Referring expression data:
Content starts

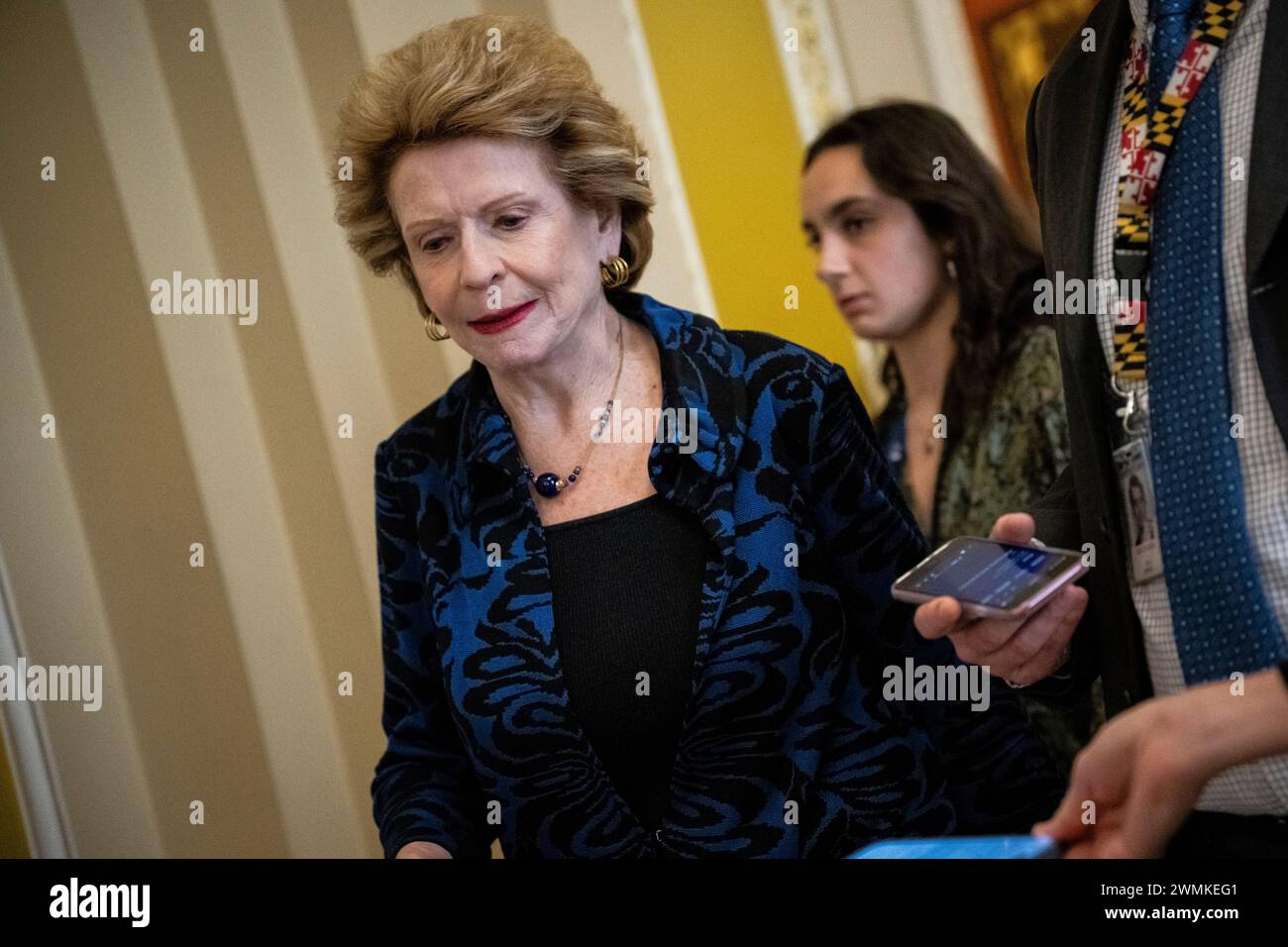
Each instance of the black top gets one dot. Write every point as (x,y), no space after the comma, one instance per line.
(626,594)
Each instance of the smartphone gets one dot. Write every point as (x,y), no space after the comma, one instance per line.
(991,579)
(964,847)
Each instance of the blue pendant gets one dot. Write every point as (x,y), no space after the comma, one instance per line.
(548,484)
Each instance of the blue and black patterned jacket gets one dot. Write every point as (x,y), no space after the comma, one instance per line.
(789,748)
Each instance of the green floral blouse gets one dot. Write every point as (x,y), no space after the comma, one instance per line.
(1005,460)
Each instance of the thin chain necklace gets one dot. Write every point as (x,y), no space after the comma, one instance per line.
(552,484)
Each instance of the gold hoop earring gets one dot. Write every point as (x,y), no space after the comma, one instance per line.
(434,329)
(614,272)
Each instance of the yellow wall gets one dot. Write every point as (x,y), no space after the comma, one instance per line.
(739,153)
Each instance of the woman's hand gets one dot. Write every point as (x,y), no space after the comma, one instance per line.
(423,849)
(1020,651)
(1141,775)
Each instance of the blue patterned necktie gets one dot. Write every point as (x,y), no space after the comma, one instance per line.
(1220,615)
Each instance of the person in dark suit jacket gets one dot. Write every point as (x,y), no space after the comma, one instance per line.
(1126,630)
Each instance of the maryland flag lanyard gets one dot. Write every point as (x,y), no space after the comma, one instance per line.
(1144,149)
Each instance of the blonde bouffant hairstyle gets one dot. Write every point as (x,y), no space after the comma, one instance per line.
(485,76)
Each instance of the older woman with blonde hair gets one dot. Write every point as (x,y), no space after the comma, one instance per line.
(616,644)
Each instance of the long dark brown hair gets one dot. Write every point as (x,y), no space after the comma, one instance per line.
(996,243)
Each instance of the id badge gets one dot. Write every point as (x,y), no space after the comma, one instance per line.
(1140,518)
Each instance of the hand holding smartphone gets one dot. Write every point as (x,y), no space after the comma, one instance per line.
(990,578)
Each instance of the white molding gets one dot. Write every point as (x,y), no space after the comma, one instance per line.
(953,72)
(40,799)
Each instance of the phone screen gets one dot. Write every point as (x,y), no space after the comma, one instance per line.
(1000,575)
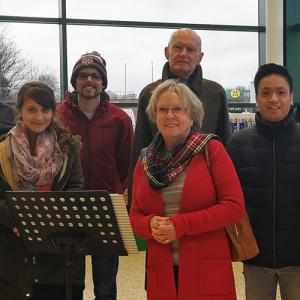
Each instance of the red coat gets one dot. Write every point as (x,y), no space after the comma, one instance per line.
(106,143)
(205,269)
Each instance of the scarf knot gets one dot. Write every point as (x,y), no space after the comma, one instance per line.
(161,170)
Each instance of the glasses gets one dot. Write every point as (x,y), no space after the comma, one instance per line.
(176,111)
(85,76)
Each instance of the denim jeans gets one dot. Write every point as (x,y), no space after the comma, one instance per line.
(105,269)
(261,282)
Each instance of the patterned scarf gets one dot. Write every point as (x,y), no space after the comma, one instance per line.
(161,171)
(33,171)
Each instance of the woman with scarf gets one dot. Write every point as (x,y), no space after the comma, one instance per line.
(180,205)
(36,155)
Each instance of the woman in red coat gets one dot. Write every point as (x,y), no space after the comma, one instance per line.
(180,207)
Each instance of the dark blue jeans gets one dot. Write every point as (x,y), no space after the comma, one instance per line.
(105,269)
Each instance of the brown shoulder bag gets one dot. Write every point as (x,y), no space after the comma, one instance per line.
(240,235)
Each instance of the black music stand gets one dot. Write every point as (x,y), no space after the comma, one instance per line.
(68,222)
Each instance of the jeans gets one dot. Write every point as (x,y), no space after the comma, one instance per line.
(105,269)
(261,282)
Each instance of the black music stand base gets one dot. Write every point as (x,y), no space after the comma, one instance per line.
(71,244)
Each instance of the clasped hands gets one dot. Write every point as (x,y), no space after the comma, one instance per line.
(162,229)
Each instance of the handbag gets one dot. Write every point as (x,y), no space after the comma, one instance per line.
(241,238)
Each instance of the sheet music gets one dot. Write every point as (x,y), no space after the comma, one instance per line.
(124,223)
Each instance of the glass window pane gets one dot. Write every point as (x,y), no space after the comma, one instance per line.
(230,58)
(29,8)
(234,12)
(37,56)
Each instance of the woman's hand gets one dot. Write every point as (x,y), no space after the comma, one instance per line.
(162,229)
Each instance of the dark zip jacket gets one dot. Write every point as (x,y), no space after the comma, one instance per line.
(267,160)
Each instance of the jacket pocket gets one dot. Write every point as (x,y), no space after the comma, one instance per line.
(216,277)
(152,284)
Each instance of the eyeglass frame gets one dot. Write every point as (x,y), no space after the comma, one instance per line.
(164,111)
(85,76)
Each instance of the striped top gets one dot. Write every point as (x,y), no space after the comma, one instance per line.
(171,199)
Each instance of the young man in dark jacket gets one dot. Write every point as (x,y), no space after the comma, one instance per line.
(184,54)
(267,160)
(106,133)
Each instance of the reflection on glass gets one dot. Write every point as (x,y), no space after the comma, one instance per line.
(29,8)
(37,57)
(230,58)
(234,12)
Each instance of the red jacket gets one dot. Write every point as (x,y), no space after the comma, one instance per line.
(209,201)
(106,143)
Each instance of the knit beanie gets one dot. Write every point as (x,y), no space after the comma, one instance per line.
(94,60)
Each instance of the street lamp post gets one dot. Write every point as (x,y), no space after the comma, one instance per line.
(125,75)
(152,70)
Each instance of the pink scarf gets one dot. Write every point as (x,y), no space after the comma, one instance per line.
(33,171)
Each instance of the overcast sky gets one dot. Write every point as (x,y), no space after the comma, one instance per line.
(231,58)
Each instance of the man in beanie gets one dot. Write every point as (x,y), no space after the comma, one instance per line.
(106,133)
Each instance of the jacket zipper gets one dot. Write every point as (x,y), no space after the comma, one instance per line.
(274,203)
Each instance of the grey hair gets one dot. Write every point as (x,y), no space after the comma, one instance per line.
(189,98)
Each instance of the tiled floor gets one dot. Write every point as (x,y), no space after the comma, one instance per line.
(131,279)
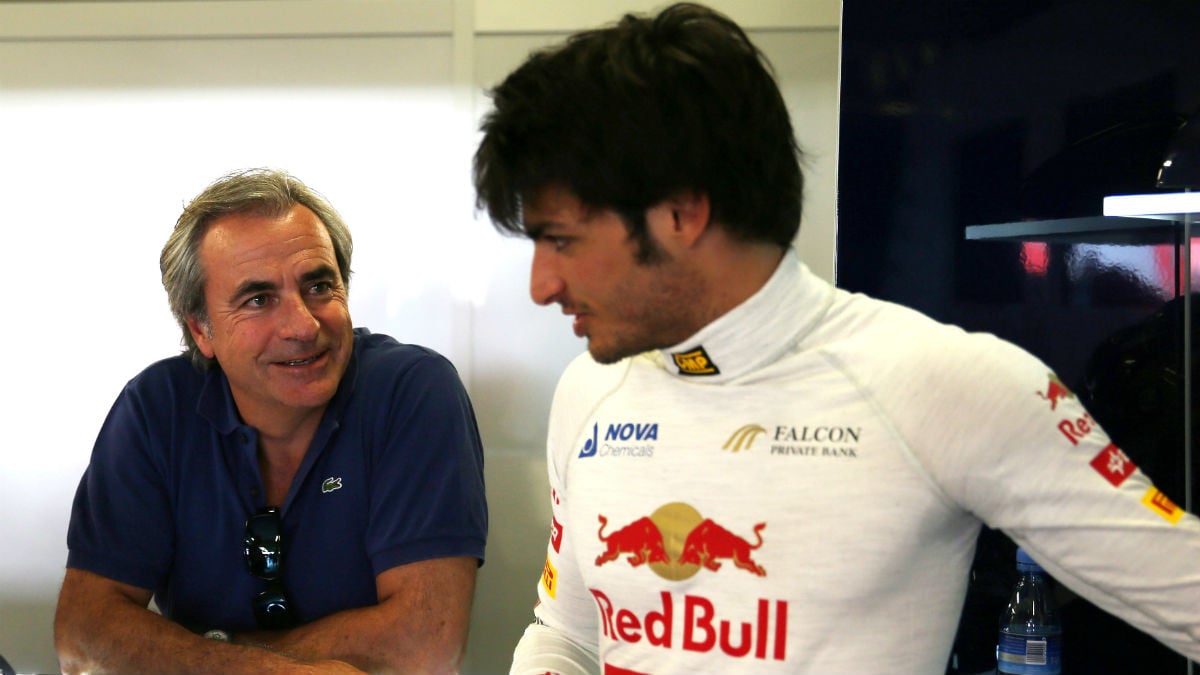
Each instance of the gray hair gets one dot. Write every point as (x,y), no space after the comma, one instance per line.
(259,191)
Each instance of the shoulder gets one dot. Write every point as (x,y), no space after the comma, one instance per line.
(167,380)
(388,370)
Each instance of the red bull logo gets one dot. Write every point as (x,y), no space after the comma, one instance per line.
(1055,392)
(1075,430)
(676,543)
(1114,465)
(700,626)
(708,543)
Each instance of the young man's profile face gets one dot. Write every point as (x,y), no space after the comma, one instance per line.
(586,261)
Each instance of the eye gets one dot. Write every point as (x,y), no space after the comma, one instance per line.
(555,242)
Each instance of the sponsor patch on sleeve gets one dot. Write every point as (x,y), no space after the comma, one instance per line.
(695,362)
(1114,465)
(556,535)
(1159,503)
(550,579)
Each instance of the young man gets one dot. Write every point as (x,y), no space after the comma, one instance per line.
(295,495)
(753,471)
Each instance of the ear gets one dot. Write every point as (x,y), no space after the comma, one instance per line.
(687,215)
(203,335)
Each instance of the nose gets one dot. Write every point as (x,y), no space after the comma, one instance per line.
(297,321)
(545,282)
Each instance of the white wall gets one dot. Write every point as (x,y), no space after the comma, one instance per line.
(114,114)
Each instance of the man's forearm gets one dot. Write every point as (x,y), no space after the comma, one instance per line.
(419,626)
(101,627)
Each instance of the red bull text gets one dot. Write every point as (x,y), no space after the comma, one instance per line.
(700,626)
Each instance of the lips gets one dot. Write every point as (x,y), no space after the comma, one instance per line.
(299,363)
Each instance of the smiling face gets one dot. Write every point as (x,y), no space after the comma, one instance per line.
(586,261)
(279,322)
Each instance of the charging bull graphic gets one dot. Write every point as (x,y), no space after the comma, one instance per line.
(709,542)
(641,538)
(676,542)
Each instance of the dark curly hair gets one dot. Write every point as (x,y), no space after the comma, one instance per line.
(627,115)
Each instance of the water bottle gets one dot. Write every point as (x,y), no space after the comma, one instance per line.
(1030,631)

Content ends

What this task involves:
The records need to be restated word for word, minus any images.

Output of the exercise:
Each instance of the black top gets one dot. Write every point as (x,y), no space after the comma, one instance per line.
(626,594)
Each instance of the smartphone gets one dot. Write every point as (x,y), no space after the comma, one instance per line.
(991,579)
(964,847)
Each instance of the blue pendant gets one dot. Write every point as (x,y), no space after the comma, one instance per line.
(548,484)
Each instance of the blue and black patterned jacket gets one dot. Write every point as (x,y), no space after the comma, one instance per line.
(789,748)
Each instance of the green floral blouse gets one dot. Write every point as (x,y), no space after the comma, one instance per line.
(1005,460)
Each instance of the thin chain necklace gets one dot. Write every point as (x,y), no space after the comma, one instance per line.
(552,484)
Each instance of the gold hoop earring gets one dot. Write every point as (x,y), no space after the comma, one instance per line.
(434,329)
(614,272)
Each instance of the yellow wall gets one dot. Write every point as (x,y), no space after the comma, one instance per line.
(739,153)
Each instance of the woman's hand gets one dot. Write every point as (x,y), no space after the comma, one instance per line.
(423,849)
(1020,651)
(1141,775)
Each instance of the blue patterned necktie gets one dot. Write every point as (x,y), no space after the comma, one instance per line.
(1220,615)
Each instance of the person in dark suit jacket gets one dot. Write every point as (x,y), no space after the comma, one instance per line.
(1126,630)
Each instance of the maryland flag lanyard gets one dot. Write every point as (x,y), no space after the comma, one instance per line.
(1144,149)
Each instance of the blonde bouffant hairstyle gets one dot. Write every point as (x,y), no space after the comma, one instance per line.
(485,76)
Each instance of the older woman with blonde hair gets one dot. Write every point as (x,y), no space after the comma, one instance per line.
(616,644)
Each instance of the long dark brown hair gets one dot. Write every point as (x,y), no space after the comma, one instance per line.
(996,243)
Each instance of the id badge gets one dot. Write every point as (x,y), no space after the comma, one instance per line.
(1140,518)
Each instance of the hand holding smartphone gets one dot. Write every point as (x,y), no space after the comma, one instance per line.
(990,578)
Each instance of the white molding gets one dot. Write every point as (x,y), no space after the comma, one instance per line.
(953,72)
(40,799)
Each instance of the phone screen gets one dot. Write every point as (x,y), no space after the comma, one instance per line.
(1000,575)
Each instance of the red coat gets one dot. Write every point as (x,y), no space after the comma, one instance per line.
(106,143)
(205,269)
Each instance of the scarf knot gets one dot. Write every point as (x,y), no space after the comma, one instance per line.
(161,170)
Each instance of the glasses gets one dot. Write every point as (x,y), no space after the comma, one instance per line.
(176,111)
(85,76)
Each instance of the denim jeans gets one dot. Write every point as (x,y), no space after the comma, one instance per line.
(105,269)
(261,282)
Each instance of the patterned scarf gets one dot. Write every point as (x,y), no space after the comma, one instance per line.
(161,171)
(33,171)
Each instance of the woman with scarf gets one dot. Write every point as (x,y), no space after the comma, one instance per line.
(180,205)
(36,155)
Each instance of the woman in red coat gets one dot. Write every point as (x,y), no space after the comma, one instance per line.
(180,207)
Each instance of the dark blue jeans gets one dot. Write every point as (x,y), no space after the comma, one instance per line.
(105,269)
Each instance of the brown shoulder bag gets one dot. Write every point as (x,y), no space after the comma, one instance per line.
(240,235)
Each instance of the black music stand gets one dot. Write every point as (x,y), no space after the comma, one instance per line.
(68,222)
Each instance of the jeans gets one dot. Write every point as (x,y), no space after the comma, one instance per line.
(105,269)
(261,282)
Each instance of the black music stand base gets one dot. Write every point as (x,y), no space after the comma, one instance per line.
(71,244)
Each instance of the clasped hands gets one dot. Write every point as (x,y), no space after the comma, one instance per line.
(162,229)
Each instance of the handbag gets one dot. Write every point as (x,y), no space after the comma, one instance per line.
(241,238)
Each instance of the sheet music gets one dot. Write every point as (x,y), no space after the comma, one instance per line.
(124,223)
Each instance of the glass window pane gets one dot. Write every point as (x,y), no space after the comma, one instance per line.
(230,58)
(29,8)
(234,12)
(37,56)
Each instance of the woman's hand gets one dot. Write every point as (x,y), no space after the comma, one instance per line.
(162,229)
Each instance of the dark zip jacket gets one dot. Write every point as (x,y), no space after the comma, one instance per line.
(267,160)
Each instance of the jacket pocket gets one dot. Write every point as (x,y), no space after the comma, one instance per line.
(216,277)
(152,284)
Each instance of the eyeglass frame gets one dot. Write every point as (x,y), no space after the comma, one instance per line.
(164,111)
(85,76)
Each instance of the striped top gets one dot. Write every point as (x,y), no space after the comma, one instance per line.
(171,199)
Each instance of the young man in dark jacket gets one dot. Write every point as (x,y), no space after the comma, one instance per line.
(184,54)
(267,160)
(106,133)
Each instance of the reflection on glass gets one dot. Write every point as (x,y), no space after the comma, one instance per line.
(29,8)
(37,57)
(230,58)
(234,12)
Each instance of the red jacket gets one dot. Write every point as (x,y), no space after the comma, one instance per line.
(209,201)
(106,143)
Each instance of the knit beanie gets one dot. Write every point as (x,y), no space after the comma, one instance per line.
(94,60)
Each instance of the street lamp post gets one dot. Write every point as (x,y), no space after the comma, one instance per line.
(125,75)
(152,70)
Each instance of the pink scarf gets one dot. Write every point as (x,y), no space after the comma, one instance per line.
(33,171)
Each instance of the overcast sky gets one dot. Write every point as (x,y), no space after the comma, one instance per line.
(231,58)
Each instance of the man in beanie gets one dot. Write every point as (x,y), no space after the comma, one instance per line.
(106,133)
Each instance of the jacket zipper gets one dot. Write every point as (x,y), no space after the comma, one instance per line.
(274,203)
Each instance of the grey hair gets one dot. Write every point as (x,y), no space after the comma, one instance per line.
(189,98)
Each instance of the tiled floor gets one dot. Write every point as (x,y), no space after the comma, one instance per line.
(131,279)
Each instance of the gray hair gets one dot. Write every point as (x,y), no space after the comma, one instance per line.
(259,191)
Each instance of the shoulder gets one dot. Write every point as (x,y), no space after the comma, one instance per line.
(167,380)
(388,370)
Each instance of the red bull logo gets one dot. Write every point as (x,y), no space after the comma, one instance per line.
(1055,392)
(1075,430)
(676,543)
(1114,465)
(700,626)
(708,543)
Each instance of the young man's profile face gets one dot. Write every point as (x,y), no space after the comma, one instance per line.
(586,261)
Each instance of the eye gets one dot. Write every point as (x,y), no space after the comma, one instance per line.
(555,242)
Each instance of the sponsor patch on sleeve gets one dot. Write every point as (x,y), no space after the comma, one instance per line.
(695,362)
(1114,465)
(556,535)
(1159,503)
(550,579)
Each instance of the young man gets one dot. Write every point as (x,y), no space after the comma, one instance per line.
(295,495)
(753,471)
Each instance of the ear gets one dot. Write every point as (x,y), no space after the comma, one instance per line.
(687,215)
(203,335)
Each instance of the nose gets one dot. Write every point as (x,y), no space after the comma, one instance per line.
(297,321)
(545,282)
Each instance of the white wall gets one dot. Write every point as (x,y), no space after the comma, one instance per line.
(114,114)
Each instance of the man's forearm gets one dot. Write every point as (x,y), no space after the comma, one instance per line.
(419,626)
(101,627)
Each instance of the red bull text gets one dot. Write every point as (x,y), no space after the comma, one instance per line.
(700,626)
Each instance of the lips gets one dot. Write every point as (x,y), no space after the comma, one instance per line.
(299,363)
Each instance of the smiling face gets one dot. Write every point as (x,y), no space after the comma, one instance per line.
(586,261)
(279,322)
Each instance of the charging bull graphic gets one dot. Write every point as (x,y), no space after the comma, one instance per line.
(709,542)
(641,538)
(676,542)
Each instance of the dark curly hair gets one dot. Write every point as (x,y), no space after the comma, one instance per line.
(627,115)
Each instance of the water bottle gets one dot. Write every point as (x,y), no space after the comma, one instance per line.
(1030,631)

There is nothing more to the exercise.